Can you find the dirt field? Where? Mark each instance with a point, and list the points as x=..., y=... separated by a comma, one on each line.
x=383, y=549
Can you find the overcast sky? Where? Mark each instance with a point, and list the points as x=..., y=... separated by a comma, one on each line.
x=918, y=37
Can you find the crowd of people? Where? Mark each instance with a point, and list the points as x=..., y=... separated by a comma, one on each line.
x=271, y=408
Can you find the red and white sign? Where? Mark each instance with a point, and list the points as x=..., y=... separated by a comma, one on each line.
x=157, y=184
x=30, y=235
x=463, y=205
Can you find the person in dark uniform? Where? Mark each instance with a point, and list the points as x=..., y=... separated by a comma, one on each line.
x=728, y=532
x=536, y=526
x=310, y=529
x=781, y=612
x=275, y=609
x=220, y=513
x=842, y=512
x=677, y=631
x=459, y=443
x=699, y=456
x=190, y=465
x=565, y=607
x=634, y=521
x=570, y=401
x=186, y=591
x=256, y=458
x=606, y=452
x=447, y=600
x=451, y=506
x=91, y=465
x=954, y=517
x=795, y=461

What is expected:
Write out all of the records above, reproducing every line verbatim and in the same order.

Expected output:
Can you find the dirt field? Where? Mark each instance with a point, and list the points as x=..., y=... separated by a comma, one on each line.
x=383, y=549
Can you find the overcast sky? Where? Mark each instance with a point, and list the points as x=..., y=... separated by a comma, one on each line.
x=918, y=37
Can you find the crowd of people? Where? Mark each instance with a point, and list the points as x=..., y=... separated by a comma, one on each line.
x=271, y=408
Can you find the red and white sign? Where? Mark each instance with a point, and list the points as x=..., y=... separated by a comma, one on each line.
x=157, y=184
x=30, y=235
x=463, y=205
Can you find the person in dark uniform? Where? Mark each instance with a point, and list the points as x=..., y=... separated by a comma, one on each line.
x=728, y=532
x=536, y=526
x=310, y=529
x=781, y=612
x=275, y=609
x=220, y=513
x=842, y=512
x=677, y=631
x=459, y=443
x=699, y=456
x=190, y=465
x=565, y=607
x=634, y=521
x=570, y=401
x=186, y=591
x=256, y=458
x=606, y=452
x=447, y=600
x=451, y=506
x=91, y=465
x=954, y=517
x=795, y=461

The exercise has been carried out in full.